:: TEXTE À ANALYSER
Herbivore
Un herbivore est, dans le domaine de la zoologie, un animal (mammifère, insecte, poisson, etc. ) qui se nourrit exclusivement ou presque de plantes vivantes et non de chair, d'excréments, de champignons ou nécromasse. On peut donc dire que ces animaux sont des hétérotrophes ayant pour source principale de leur alimentation des organismes autotrophes[1].
Le plus grand herbivore terrestre est la girafe, le plus lourd est l'éléphant. Dans le passé, et notamment au Jurassique, de très grands dinosaures herbivores ont existé.
Herbivorie
L’herbivorie étant la condition d’un animal se nourrissant de plantes ; elle correspond aussi à la consommation plus ou moins saisonnière d'une certaines biomasse végétale[2].
Des interactions durables et complexes sont entretenues par herbivores d'une part avec les végétaux dont ils dépendent et d'autre part avec les carnivores qui les chassent. L'herbivorie peut aussi être influencée par des facteurs climatiques et abiotiques (disponibilité en oligoéléments pour les plantes, ou présence naturelle ou anthropique de toxiques inhibant la croissance des plantes. Des variations de température et d’humidité défavorables peuvent fixer une capacité limite de sorte que les herbivores n’atteindront pas le nombre d’individus pouvant épuiser la végétation. La compétition intraspécifique et les relations interspécifiques peuvent limiter la densité d’herbivores[1]. Plusieurs biomes sont plus concernés par l'herbivorie, qui se développe principalement là où l’écosystème est dominé par des herbacées ayant une faible hauteur comme dans les grandes prairies et savanes d'Afrique. Dans des biomes comme la toundra, des changements cycliques influent sur la pression d'herbivorie. Elle peut également prendre place de façon irrégulière dans les forêts et forêts arbustives. Ces irrégularités sont dues à des incendies de forêt, à des modifications de la pression des carnivores et/ou de la chaîne alimentaire venant de l’introduction, du retrait ou de l’état d’inertie des espèces végétales dominantes.
::::
:: DONNÉES PRÉSENTÉES
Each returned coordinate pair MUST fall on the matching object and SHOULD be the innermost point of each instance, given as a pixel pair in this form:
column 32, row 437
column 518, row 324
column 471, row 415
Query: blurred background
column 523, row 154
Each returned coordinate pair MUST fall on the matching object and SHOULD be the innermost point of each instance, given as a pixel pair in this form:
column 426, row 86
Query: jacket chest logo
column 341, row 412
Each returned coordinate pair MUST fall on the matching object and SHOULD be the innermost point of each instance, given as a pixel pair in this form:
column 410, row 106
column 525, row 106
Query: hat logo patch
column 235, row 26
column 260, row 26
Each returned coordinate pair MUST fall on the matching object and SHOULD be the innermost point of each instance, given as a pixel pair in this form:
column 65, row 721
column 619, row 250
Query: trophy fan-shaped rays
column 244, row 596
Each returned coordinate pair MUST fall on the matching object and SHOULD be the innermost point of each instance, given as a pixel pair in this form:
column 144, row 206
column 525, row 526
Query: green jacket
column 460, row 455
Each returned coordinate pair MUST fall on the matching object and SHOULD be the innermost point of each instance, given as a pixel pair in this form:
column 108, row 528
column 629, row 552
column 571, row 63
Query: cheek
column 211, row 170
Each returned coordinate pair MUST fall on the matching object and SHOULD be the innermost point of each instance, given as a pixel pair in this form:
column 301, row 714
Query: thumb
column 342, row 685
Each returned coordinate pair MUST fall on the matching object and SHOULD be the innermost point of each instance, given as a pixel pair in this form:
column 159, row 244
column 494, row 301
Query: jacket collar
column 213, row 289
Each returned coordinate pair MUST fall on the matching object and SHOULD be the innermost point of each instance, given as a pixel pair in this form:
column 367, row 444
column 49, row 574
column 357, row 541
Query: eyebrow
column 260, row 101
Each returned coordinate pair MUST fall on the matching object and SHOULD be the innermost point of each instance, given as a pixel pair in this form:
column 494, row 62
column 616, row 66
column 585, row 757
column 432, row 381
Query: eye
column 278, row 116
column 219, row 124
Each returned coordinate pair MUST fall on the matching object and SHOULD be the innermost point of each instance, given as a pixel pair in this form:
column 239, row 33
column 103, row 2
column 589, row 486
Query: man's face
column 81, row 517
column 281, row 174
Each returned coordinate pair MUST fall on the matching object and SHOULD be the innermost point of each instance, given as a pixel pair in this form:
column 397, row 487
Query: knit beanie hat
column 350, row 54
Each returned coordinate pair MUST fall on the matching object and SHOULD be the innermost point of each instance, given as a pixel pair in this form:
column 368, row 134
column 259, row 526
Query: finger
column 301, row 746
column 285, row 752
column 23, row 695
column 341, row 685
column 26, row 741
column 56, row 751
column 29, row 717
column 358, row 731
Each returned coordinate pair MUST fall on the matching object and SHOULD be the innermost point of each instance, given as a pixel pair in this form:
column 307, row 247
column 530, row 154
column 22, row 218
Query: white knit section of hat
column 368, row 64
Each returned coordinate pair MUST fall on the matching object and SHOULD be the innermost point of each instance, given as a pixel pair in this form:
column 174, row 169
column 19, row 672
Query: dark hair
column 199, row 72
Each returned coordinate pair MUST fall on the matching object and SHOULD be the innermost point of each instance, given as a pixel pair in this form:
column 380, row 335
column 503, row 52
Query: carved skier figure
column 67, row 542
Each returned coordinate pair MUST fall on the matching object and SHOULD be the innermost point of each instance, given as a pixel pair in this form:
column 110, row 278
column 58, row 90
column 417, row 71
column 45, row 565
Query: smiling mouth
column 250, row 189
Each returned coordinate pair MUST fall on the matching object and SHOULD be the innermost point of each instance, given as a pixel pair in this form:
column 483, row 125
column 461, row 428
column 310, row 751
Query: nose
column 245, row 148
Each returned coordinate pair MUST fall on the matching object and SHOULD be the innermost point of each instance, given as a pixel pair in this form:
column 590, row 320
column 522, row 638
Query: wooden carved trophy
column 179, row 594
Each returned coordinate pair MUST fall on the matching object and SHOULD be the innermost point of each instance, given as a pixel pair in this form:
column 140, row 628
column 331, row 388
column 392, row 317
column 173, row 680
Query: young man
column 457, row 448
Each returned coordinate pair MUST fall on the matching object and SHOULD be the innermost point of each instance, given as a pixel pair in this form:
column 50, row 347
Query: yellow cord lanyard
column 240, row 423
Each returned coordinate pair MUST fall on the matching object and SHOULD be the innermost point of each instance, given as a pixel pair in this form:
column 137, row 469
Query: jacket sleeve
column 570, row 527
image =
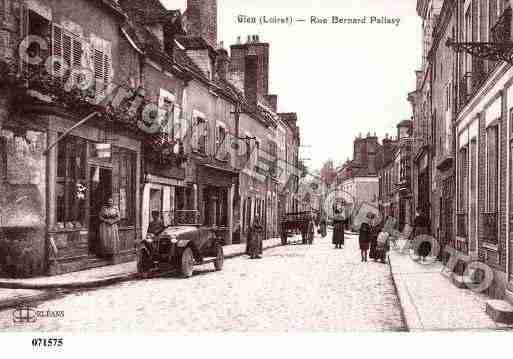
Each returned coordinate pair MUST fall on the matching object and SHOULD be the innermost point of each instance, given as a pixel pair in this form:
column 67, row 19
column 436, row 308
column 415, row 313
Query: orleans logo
column 24, row 314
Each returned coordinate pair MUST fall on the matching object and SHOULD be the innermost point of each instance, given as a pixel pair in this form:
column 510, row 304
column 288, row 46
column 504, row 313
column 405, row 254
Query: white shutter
column 101, row 54
column 177, row 123
column 196, row 128
column 57, row 48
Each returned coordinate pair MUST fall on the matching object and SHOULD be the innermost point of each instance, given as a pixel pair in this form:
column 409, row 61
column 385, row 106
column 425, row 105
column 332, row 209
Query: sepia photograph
column 317, row 169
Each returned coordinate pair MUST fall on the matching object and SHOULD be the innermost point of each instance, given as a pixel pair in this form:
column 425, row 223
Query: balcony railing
column 181, row 217
column 490, row 227
column 462, row 225
column 501, row 31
::::
- EXERCICES À RÉALISER -
**1.** D'après le texte sur les herbivores, quel est l'herbivore terrestre le plus lourd ?
**2.** Rédigez la suite du texte sur les herbivores après sa dernière phrase.

- RÉPONSES DANS L'ORDRE -
**1.** L'éléphant.

**2.**
La plaine du Serengeti d’Afrique contient la plus grande diversité et biomasse de grands herbivores. Cet endroit est régi par le cycle des saisons (succession de saisons sèches et humides) qui modulent la croissance des plantes. Les herbivores étant dépendants des végétaux pour se nourrir, ils migrent cycliquement en lien avec ces fluctuations[3].
Certaines plantes se protègent d'une pression excessive d'herbivorie en produisant des d'épines et/ou des tanins amers. Une équipe internationale de biologistes a récemment montré que les grands carnivores, là et quand ils sont abondants « rendent les communautés d'arbres de la savane moins épineuse »[4].
Définition à nuancer
Dans le milieu naturel, presque tous les herbivores mangent en fait aussi - volontairement ou non - de la matière animale, sous forme d'œufs et de petits animaux (limaces, escargots et, entre autres insectes, pucerons), ainsi que des champignons, voire des quantités significatives de terre.
De plus, de nombreux animaux ne sont herbivores qu'à certaines saisons (la mésange) ou à un seul stade de leur vie, généralement celui de larve ;
Par exemple, les chenilles défoliatrices donnent naissance à des papillons pollinisateurs se nourrissant de pollen et de nectar ; chez les amphibiens, la larve est souvent herbivore (bien que susceptible de manger des bactéries et des cadavres animaux quand le végétal manque)
Remarque : certaines fourmis sont "défoliatrices", mais ne consomment que les champignons qu'elles cultivent sur les feuilles coupées ramenées dans la fourmilière. Elles ne sont pas herbivores.
Coévolution
La relation herbivore-plante résulte bien souvent en une série d’adaptation que l’on peut décrire comme une coévolution. Les herbivores exerçant une forte pression sélective sur les plantes, celles-ci se sont adaptées de façon à pouvoir lutter et survivre. Les herbivores ont donc aussi acquis des adaptations afin d’être en mesure de se nourrir plus efficacement. Une nouvelle adaptation venant d’un des deux parties devient donc une nouvelle force sélective qui mène à une contre adaptation de l’autre partie[5].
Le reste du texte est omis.